* _DATASET RECORDS_:
▬▬▬▬▬▬
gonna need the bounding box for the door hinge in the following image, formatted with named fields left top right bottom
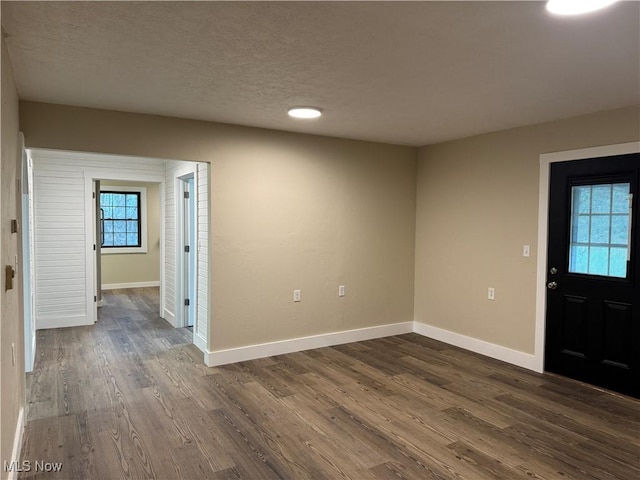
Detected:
left=93, top=244, right=96, bottom=251
left=184, top=299, right=190, bottom=306
left=184, top=191, right=190, bottom=199
left=94, top=296, right=97, bottom=302
left=185, top=245, right=190, bottom=253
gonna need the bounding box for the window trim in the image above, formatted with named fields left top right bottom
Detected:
left=100, top=185, right=148, bottom=254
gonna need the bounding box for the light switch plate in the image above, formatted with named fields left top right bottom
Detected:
left=523, top=245, right=530, bottom=257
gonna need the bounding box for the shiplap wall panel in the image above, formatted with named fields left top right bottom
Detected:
left=33, top=161, right=87, bottom=327
left=164, top=161, right=178, bottom=318
left=196, top=163, right=209, bottom=346
left=32, top=150, right=165, bottom=329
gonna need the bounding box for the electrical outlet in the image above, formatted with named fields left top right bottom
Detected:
left=338, top=285, right=346, bottom=297
left=488, top=287, right=495, bottom=301
left=293, top=289, right=301, bottom=302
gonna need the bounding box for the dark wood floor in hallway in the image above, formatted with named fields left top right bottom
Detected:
left=19, top=288, right=640, bottom=479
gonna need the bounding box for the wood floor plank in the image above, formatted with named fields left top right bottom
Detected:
left=436, top=407, right=582, bottom=480
left=170, top=398, right=236, bottom=472
left=445, top=441, right=534, bottom=480
left=328, top=406, right=456, bottom=480
left=495, top=393, right=640, bottom=463
left=19, top=288, right=640, bottom=479
left=207, top=408, right=300, bottom=480
left=501, top=422, right=628, bottom=480
left=279, top=393, right=392, bottom=470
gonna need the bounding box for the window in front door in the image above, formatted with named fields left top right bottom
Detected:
left=569, top=182, right=631, bottom=278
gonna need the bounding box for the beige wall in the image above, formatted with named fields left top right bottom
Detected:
left=415, top=106, right=640, bottom=354
left=19, top=102, right=417, bottom=350
left=20, top=101, right=637, bottom=360
left=100, top=180, right=161, bottom=286
left=1, top=37, right=25, bottom=478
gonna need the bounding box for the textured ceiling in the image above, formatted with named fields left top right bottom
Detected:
left=2, top=1, right=639, bottom=146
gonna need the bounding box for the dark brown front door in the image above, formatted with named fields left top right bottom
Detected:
left=545, top=153, right=639, bottom=398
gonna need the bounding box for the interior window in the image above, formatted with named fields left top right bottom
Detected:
left=100, top=191, right=141, bottom=248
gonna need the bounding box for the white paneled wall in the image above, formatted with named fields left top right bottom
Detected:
left=196, top=163, right=209, bottom=350
left=33, top=164, right=87, bottom=328
left=163, top=161, right=178, bottom=321
left=164, top=160, right=209, bottom=352
left=31, top=150, right=165, bottom=329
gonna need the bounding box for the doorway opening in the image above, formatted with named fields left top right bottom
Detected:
left=95, top=179, right=162, bottom=314
left=177, top=173, right=196, bottom=330
left=27, top=149, right=210, bottom=361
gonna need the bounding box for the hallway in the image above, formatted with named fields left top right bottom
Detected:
left=20, top=288, right=197, bottom=478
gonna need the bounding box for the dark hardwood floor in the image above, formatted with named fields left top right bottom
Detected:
left=20, top=288, right=640, bottom=479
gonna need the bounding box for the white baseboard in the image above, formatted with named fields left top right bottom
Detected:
left=7, top=407, right=25, bottom=480
left=102, top=281, right=160, bottom=290
left=413, top=321, right=537, bottom=371
left=163, top=308, right=177, bottom=328
left=206, top=321, right=414, bottom=367
left=193, top=332, right=207, bottom=353
left=36, top=314, right=90, bottom=330
left=204, top=321, right=537, bottom=371
left=25, top=334, right=36, bottom=373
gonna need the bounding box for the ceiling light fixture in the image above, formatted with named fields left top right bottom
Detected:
left=546, top=0, right=618, bottom=15
left=287, top=107, right=322, bottom=119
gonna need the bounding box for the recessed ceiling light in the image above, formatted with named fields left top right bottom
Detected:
left=287, top=107, right=322, bottom=119
left=546, top=0, right=618, bottom=15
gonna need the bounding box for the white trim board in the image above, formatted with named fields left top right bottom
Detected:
left=7, top=407, right=25, bottom=480
left=102, top=281, right=160, bottom=290
left=206, top=322, right=414, bottom=366
left=534, top=141, right=640, bottom=373
left=36, top=314, right=90, bottom=330
left=163, top=308, right=177, bottom=328
left=193, top=332, right=207, bottom=354
left=413, top=322, right=537, bottom=371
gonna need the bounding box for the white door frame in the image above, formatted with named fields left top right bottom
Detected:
left=534, top=141, right=640, bottom=373
left=22, top=142, right=36, bottom=372
left=174, top=165, right=198, bottom=333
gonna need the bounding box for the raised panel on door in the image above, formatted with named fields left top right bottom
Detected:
left=560, top=295, right=588, bottom=358
left=600, top=300, right=632, bottom=369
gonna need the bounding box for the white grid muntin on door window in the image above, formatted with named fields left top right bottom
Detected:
left=569, top=183, right=631, bottom=278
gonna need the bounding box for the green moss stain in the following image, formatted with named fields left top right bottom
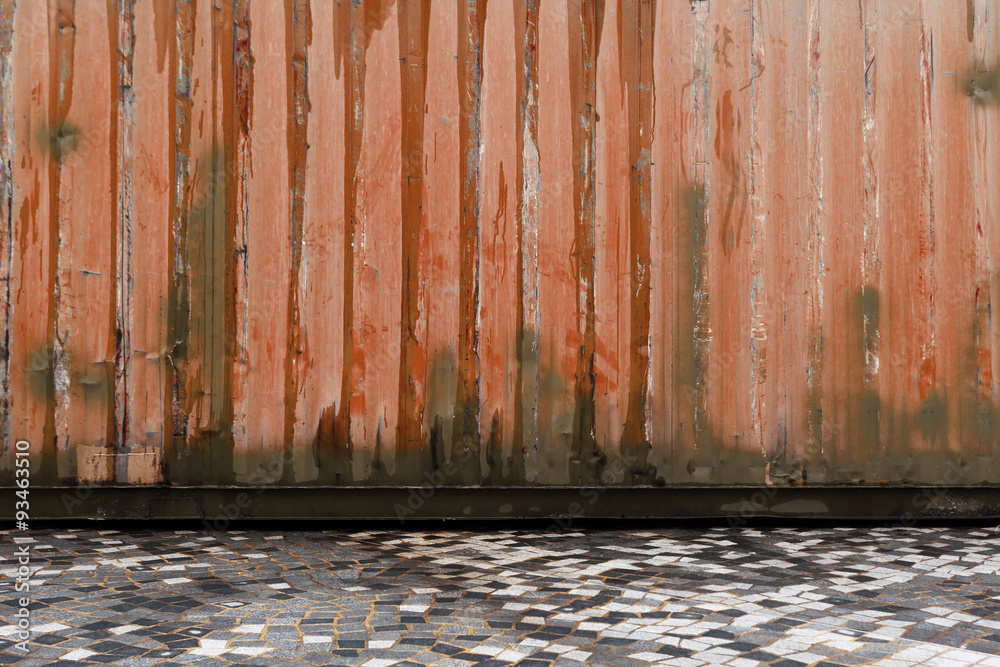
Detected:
left=26, top=346, right=54, bottom=400
left=976, top=401, right=997, bottom=454
left=673, top=184, right=711, bottom=482
left=512, top=327, right=538, bottom=484
left=165, top=279, right=189, bottom=362
left=538, top=358, right=573, bottom=484
left=37, top=121, right=81, bottom=160
left=805, top=339, right=824, bottom=483
left=853, top=389, right=881, bottom=481
left=852, top=287, right=881, bottom=480
left=78, top=363, right=110, bottom=403
left=22, top=345, right=58, bottom=482
left=854, top=286, right=880, bottom=340
left=482, top=409, right=506, bottom=485
left=964, top=61, right=1000, bottom=106
left=166, top=149, right=235, bottom=485
left=165, top=219, right=191, bottom=483
left=424, top=349, right=457, bottom=471
left=917, top=393, right=947, bottom=444
left=313, top=401, right=351, bottom=485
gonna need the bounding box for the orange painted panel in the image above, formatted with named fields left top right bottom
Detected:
left=171, top=0, right=239, bottom=485
left=55, top=2, right=117, bottom=483
left=123, top=0, right=173, bottom=483
left=649, top=0, right=697, bottom=485
left=594, top=1, right=631, bottom=476
left=818, top=0, right=869, bottom=482
left=349, top=3, right=402, bottom=482
left=536, top=1, right=576, bottom=485
left=5, top=0, right=55, bottom=477
left=418, top=0, right=461, bottom=464
left=233, top=1, right=292, bottom=483
left=976, top=0, right=1000, bottom=484
left=478, top=0, right=519, bottom=480
left=753, top=0, right=817, bottom=482
left=292, top=2, right=347, bottom=483
left=927, top=2, right=979, bottom=470
left=875, top=1, right=934, bottom=479
left=703, top=0, right=755, bottom=482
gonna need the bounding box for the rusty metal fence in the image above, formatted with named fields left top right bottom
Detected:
left=1, top=0, right=999, bottom=502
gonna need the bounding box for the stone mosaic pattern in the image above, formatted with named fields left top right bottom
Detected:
left=1, top=527, right=1000, bottom=666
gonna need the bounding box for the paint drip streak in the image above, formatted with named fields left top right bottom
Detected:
left=105, top=0, right=123, bottom=475
left=570, top=0, right=598, bottom=481
left=167, top=0, right=193, bottom=480
left=621, top=0, right=654, bottom=481
left=974, top=0, right=1000, bottom=475
left=283, top=0, right=310, bottom=483
left=860, top=0, right=880, bottom=476
left=456, top=0, right=482, bottom=461
left=49, top=0, right=75, bottom=480
left=519, top=0, right=540, bottom=482
left=231, top=0, right=252, bottom=478
left=217, top=0, right=239, bottom=486
left=690, top=3, right=711, bottom=460
left=115, top=0, right=135, bottom=474
left=0, top=0, right=14, bottom=456
left=396, top=0, right=430, bottom=466
left=3, top=2, right=1000, bottom=488
left=807, top=0, right=823, bottom=463
left=333, top=1, right=361, bottom=473
left=510, top=0, right=530, bottom=485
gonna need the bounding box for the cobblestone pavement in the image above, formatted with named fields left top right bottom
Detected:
left=1, top=526, right=1000, bottom=666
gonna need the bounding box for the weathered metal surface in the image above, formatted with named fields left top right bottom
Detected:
left=10, top=487, right=1000, bottom=521
left=2, top=1, right=1000, bottom=491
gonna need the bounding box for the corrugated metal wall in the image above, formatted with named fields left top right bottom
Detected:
left=1, top=0, right=999, bottom=489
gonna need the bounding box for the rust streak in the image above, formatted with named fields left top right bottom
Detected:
left=619, top=0, right=655, bottom=485
left=569, top=0, right=598, bottom=485
left=818, top=0, right=868, bottom=483
left=293, top=0, right=346, bottom=484
left=0, top=0, right=14, bottom=465
left=478, top=0, right=521, bottom=483
left=122, top=0, right=174, bottom=484
left=283, top=0, right=311, bottom=484
left=454, top=0, right=483, bottom=480
left=420, top=0, right=461, bottom=479
left=595, top=0, right=630, bottom=482
left=6, top=0, right=56, bottom=478
left=396, top=0, right=431, bottom=482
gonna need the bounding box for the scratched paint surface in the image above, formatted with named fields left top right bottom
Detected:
left=1, top=1, right=1000, bottom=488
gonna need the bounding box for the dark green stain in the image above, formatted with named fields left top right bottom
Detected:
left=917, top=393, right=947, bottom=443
left=965, top=61, right=1000, bottom=106
left=38, top=121, right=81, bottom=160
left=166, top=150, right=235, bottom=485
left=26, top=346, right=54, bottom=400
left=854, top=286, right=879, bottom=338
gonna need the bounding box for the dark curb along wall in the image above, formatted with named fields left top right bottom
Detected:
left=2, top=1, right=1000, bottom=518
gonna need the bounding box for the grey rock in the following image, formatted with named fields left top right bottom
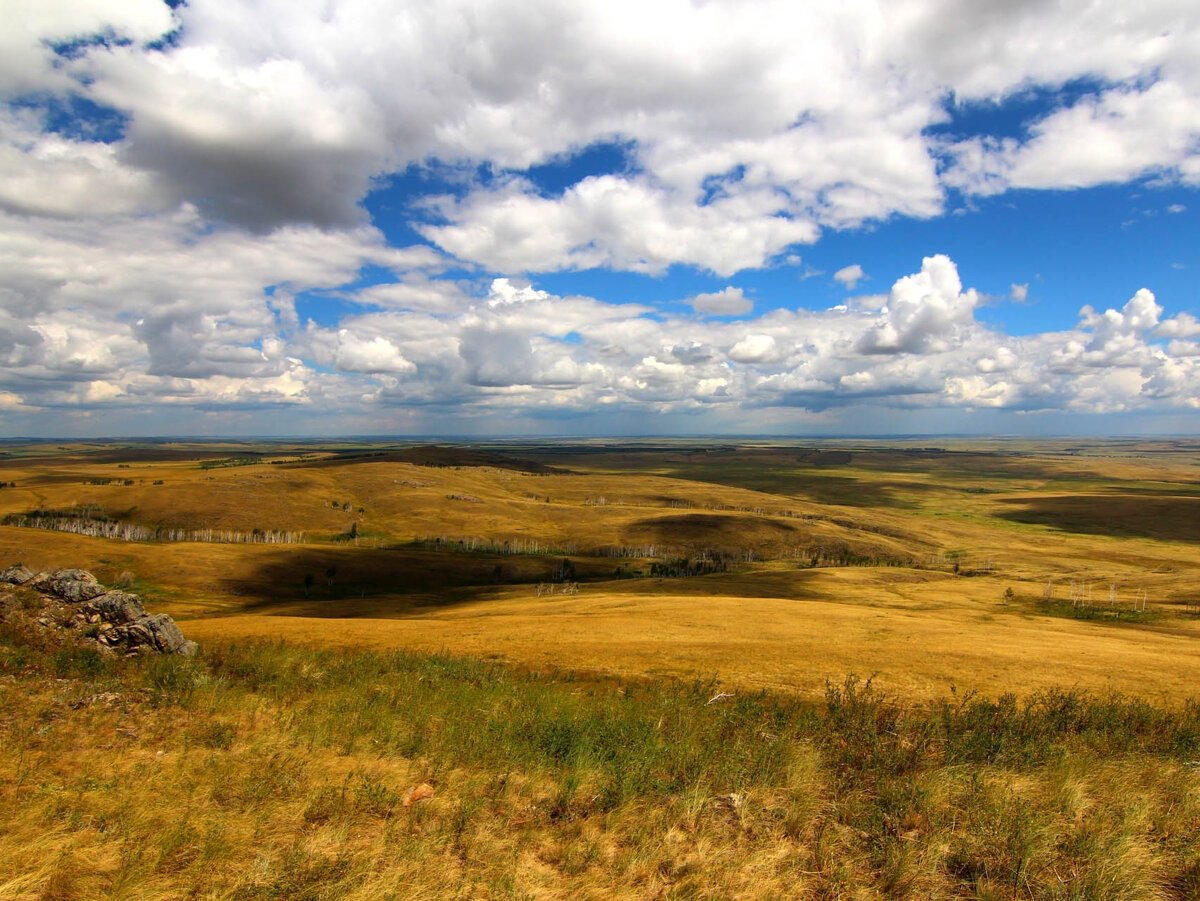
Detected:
left=8, top=561, right=198, bottom=657
left=0, top=564, right=34, bottom=584
left=49, top=569, right=106, bottom=603
left=88, top=591, right=147, bottom=625
left=111, top=613, right=195, bottom=655
left=141, top=614, right=190, bottom=653
left=25, top=571, right=53, bottom=591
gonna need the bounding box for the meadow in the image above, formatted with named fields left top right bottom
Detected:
left=1, top=437, right=1199, bottom=898
left=0, top=438, right=1197, bottom=700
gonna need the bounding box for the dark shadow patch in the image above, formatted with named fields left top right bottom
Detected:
left=287, top=445, right=561, bottom=474
left=1102, top=483, right=1200, bottom=498
left=622, top=513, right=796, bottom=548
left=224, top=545, right=621, bottom=617
left=995, top=495, right=1200, bottom=544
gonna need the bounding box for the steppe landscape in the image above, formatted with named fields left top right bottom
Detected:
left=2, top=438, right=1199, bottom=899
left=6, top=0, right=1200, bottom=897
left=3, top=438, right=1199, bottom=700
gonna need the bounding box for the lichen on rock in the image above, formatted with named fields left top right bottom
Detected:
left=1, top=565, right=198, bottom=657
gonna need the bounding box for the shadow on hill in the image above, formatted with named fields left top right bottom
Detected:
left=995, top=495, right=1200, bottom=544
left=221, top=545, right=632, bottom=617
left=649, top=469, right=924, bottom=509
left=222, top=547, right=851, bottom=620
left=622, top=513, right=797, bottom=549
left=288, top=445, right=562, bottom=474
left=1103, top=483, right=1200, bottom=498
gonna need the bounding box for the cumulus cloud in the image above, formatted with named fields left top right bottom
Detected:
left=2, top=1, right=1200, bottom=432
left=0, top=224, right=1194, bottom=429
left=690, top=287, right=752, bottom=316
left=834, top=264, right=865, bottom=289
left=5, top=0, right=1196, bottom=270
left=857, top=255, right=979, bottom=355
left=1010, top=283, right=1028, bottom=302
left=334, top=332, right=416, bottom=374
left=422, top=176, right=817, bottom=276
left=0, top=0, right=175, bottom=98
left=0, top=111, right=168, bottom=218
left=944, top=81, right=1200, bottom=196
left=729, top=334, right=778, bottom=364
left=1156, top=312, right=1200, bottom=340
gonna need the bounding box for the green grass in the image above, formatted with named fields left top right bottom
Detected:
left=1033, top=598, right=1166, bottom=625
left=4, top=617, right=1200, bottom=899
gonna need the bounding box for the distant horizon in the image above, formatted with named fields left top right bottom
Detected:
left=4, top=432, right=1199, bottom=445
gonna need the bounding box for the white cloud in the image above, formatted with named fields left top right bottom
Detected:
left=1010, top=283, right=1028, bottom=302
left=690, top=287, right=752, bottom=316
left=334, top=332, right=416, bottom=374
left=946, top=81, right=1200, bottom=196
left=486, top=277, right=551, bottom=308
left=834, top=264, right=865, bottom=289
left=421, top=175, right=817, bottom=276
left=0, top=0, right=175, bottom=98
left=2, top=1, right=1200, bottom=431
left=858, top=255, right=980, bottom=354
left=728, top=334, right=778, bottom=364
left=1156, top=312, right=1200, bottom=339
left=5, top=0, right=1194, bottom=271
left=0, top=0, right=1195, bottom=286
left=0, top=111, right=168, bottom=218
left=0, top=238, right=1191, bottom=428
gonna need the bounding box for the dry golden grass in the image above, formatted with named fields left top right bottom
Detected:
left=177, top=570, right=1200, bottom=703
left=3, top=602, right=1199, bottom=901
left=6, top=439, right=1200, bottom=898
left=0, top=438, right=1197, bottom=704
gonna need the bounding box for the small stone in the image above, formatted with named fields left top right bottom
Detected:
left=403, top=783, right=435, bottom=806
left=713, top=792, right=745, bottom=813
left=142, top=614, right=189, bottom=653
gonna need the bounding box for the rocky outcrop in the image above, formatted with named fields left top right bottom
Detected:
left=100, top=613, right=196, bottom=656
left=0, top=564, right=34, bottom=584
left=49, top=569, right=107, bottom=602
left=89, top=590, right=147, bottom=624
left=2, top=565, right=198, bottom=657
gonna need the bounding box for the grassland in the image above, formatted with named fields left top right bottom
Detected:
left=1, top=437, right=1199, bottom=898
left=3, top=601, right=1200, bottom=900
left=0, top=438, right=1196, bottom=700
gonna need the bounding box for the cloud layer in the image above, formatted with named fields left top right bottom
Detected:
left=0, top=0, right=1197, bottom=433
left=1, top=227, right=1196, bottom=432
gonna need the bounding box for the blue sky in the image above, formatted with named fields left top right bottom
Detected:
left=0, top=0, right=1198, bottom=437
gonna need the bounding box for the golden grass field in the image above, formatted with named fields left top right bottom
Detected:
left=0, top=438, right=1197, bottom=702
left=4, top=438, right=1200, bottom=900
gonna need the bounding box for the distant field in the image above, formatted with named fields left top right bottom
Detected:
left=0, top=437, right=1198, bottom=701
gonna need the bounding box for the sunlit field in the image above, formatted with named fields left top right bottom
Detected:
left=2, top=438, right=1199, bottom=899
left=1, top=438, right=1197, bottom=700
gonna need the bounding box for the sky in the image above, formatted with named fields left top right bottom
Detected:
left=1, top=0, right=1199, bottom=438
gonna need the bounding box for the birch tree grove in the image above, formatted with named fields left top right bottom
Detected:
left=3, top=514, right=304, bottom=545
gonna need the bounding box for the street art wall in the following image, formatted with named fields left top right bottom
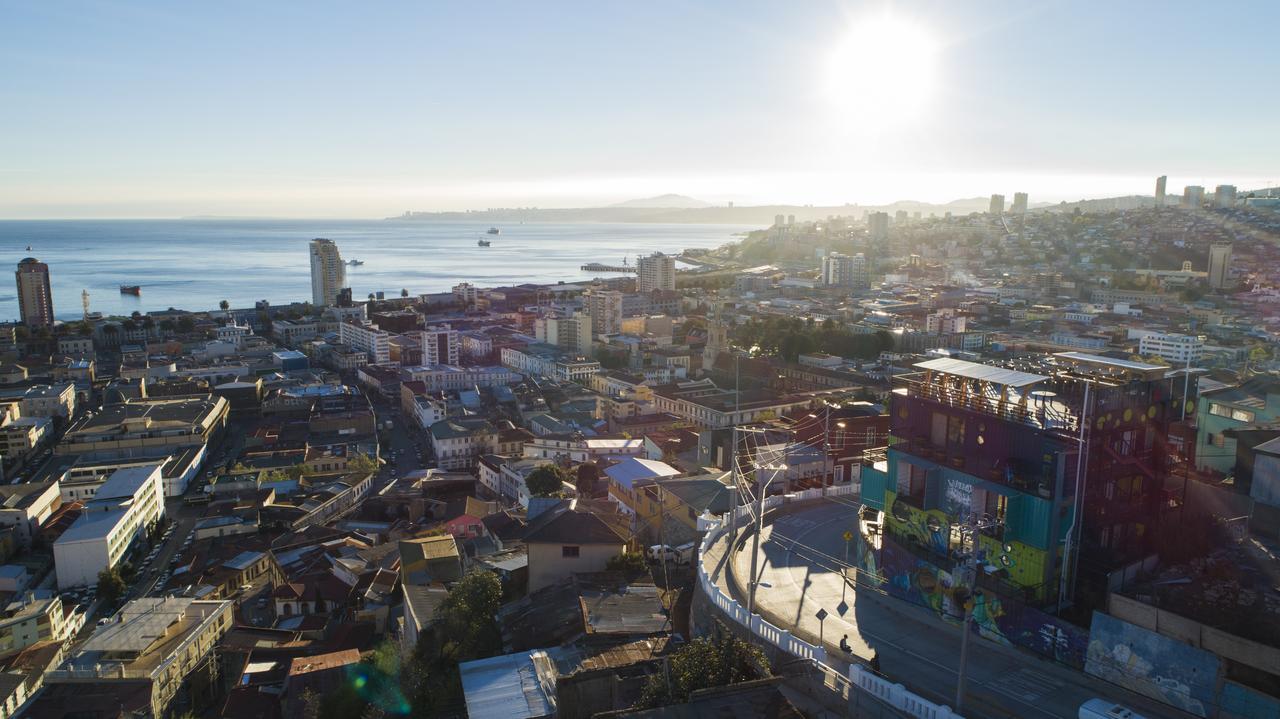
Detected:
left=1086, top=611, right=1219, bottom=718
left=879, top=537, right=1089, bottom=668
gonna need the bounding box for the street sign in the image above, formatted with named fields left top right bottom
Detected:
left=815, top=608, right=828, bottom=621
left=842, top=530, right=853, bottom=542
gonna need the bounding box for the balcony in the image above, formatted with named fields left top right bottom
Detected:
left=893, top=437, right=1055, bottom=499
left=895, top=376, right=1081, bottom=435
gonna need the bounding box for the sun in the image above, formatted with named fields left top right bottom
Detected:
left=825, top=14, right=939, bottom=129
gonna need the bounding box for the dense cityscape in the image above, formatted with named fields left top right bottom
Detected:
left=0, top=180, right=1272, bottom=718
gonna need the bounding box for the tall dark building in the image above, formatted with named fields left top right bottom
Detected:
left=15, top=257, right=53, bottom=328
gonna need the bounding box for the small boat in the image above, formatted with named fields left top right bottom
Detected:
left=119, top=285, right=141, bottom=295
left=347, top=259, right=364, bottom=266
left=486, top=227, right=500, bottom=235
left=25, top=245, right=31, bottom=251
left=477, top=239, right=491, bottom=247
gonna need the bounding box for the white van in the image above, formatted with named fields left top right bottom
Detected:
left=1079, top=699, right=1147, bottom=719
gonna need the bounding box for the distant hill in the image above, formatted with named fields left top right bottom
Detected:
left=610, top=194, right=711, bottom=209
left=389, top=197, right=1002, bottom=225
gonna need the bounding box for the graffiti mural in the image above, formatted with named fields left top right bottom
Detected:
left=879, top=539, right=1089, bottom=668
left=880, top=532, right=964, bottom=620
left=1085, top=611, right=1218, bottom=718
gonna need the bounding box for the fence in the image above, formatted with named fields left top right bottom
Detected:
left=849, top=665, right=962, bottom=719
left=696, top=484, right=963, bottom=719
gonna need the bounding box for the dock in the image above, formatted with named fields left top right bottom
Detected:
left=580, top=263, right=636, bottom=273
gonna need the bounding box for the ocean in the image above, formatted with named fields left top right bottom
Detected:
left=0, top=219, right=754, bottom=321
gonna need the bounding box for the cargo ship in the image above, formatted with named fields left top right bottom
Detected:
left=119, top=285, right=141, bottom=295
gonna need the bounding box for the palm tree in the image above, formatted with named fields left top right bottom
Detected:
left=401, top=288, right=409, bottom=298
left=219, top=299, right=230, bottom=312
left=367, top=293, right=375, bottom=302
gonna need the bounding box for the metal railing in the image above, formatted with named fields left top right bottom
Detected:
left=696, top=487, right=965, bottom=719
left=896, top=377, right=1081, bottom=434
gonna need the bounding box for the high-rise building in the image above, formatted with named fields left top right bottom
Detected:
left=867, top=212, right=889, bottom=242
left=1183, top=185, right=1205, bottom=208
left=421, top=325, right=460, bottom=365
left=988, top=194, right=1005, bottom=215
left=309, top=238, right=346, bottom=307
left=1214, top=184, right=1237, bottom=208
left=894, top=210, right=908, bottom=225
left=534, top=312, right=593, bottom=354
left=1155, top=175, right=1167, bottom=205
left=1011, top=192, right=1029, bottom=214
left=15, top=257, right=53, bottom=328
left=820, top=252, right=868, bottom=289
left=1208, top=242, right=1232, bottom=290
left=636, top=253, right=676, bottom=294
left=584, top=289, right=624, bottom=335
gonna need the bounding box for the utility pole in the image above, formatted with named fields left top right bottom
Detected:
left=823, top=403, right=831, bottom=491
left=728, top=426, right=739, bottom=546
left=954, top=514, right=978, bottom=713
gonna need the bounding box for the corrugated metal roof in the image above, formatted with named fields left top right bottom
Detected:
left=460, top=648, right=563, bottom=719
left=913, top=358, right=1048, bottom=388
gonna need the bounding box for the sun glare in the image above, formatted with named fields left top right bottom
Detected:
left=825, top=14, right=938, bottom=129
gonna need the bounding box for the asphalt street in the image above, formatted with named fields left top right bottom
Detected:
left=706, top=499, right=1194, bottom=719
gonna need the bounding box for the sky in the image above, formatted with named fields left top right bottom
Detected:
left=1, top=1, right=1277, bottom=218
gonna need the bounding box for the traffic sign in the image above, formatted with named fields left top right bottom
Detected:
left=843, top=530, right=854, bottom=542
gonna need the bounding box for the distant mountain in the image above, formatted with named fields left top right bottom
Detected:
left=610, top=194, right=711, bottom=209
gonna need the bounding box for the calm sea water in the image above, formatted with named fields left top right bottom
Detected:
left=0, top=219, right=753, bottom=321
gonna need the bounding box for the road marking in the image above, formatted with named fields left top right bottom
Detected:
left=988, top=667, right=1065, bottom=703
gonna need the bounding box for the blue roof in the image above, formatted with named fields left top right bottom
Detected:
left=459, top=648, right=566, bottom=719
▬▬▬▬▬▬
* _WHAT TO DO_:
Would you please filter the lines above and copy every one that includes "street"?

* _ANSWER SPACE_:
gonna need the bounding box for the street art wall in the following image, formatted with named fields left top right bottom
gonna need the bounding box for the street sign in the image above, formatted with named fields left top right bottom
gonna need the bounding box for the asphalt street in the image above, formatted with named fields left top right bottom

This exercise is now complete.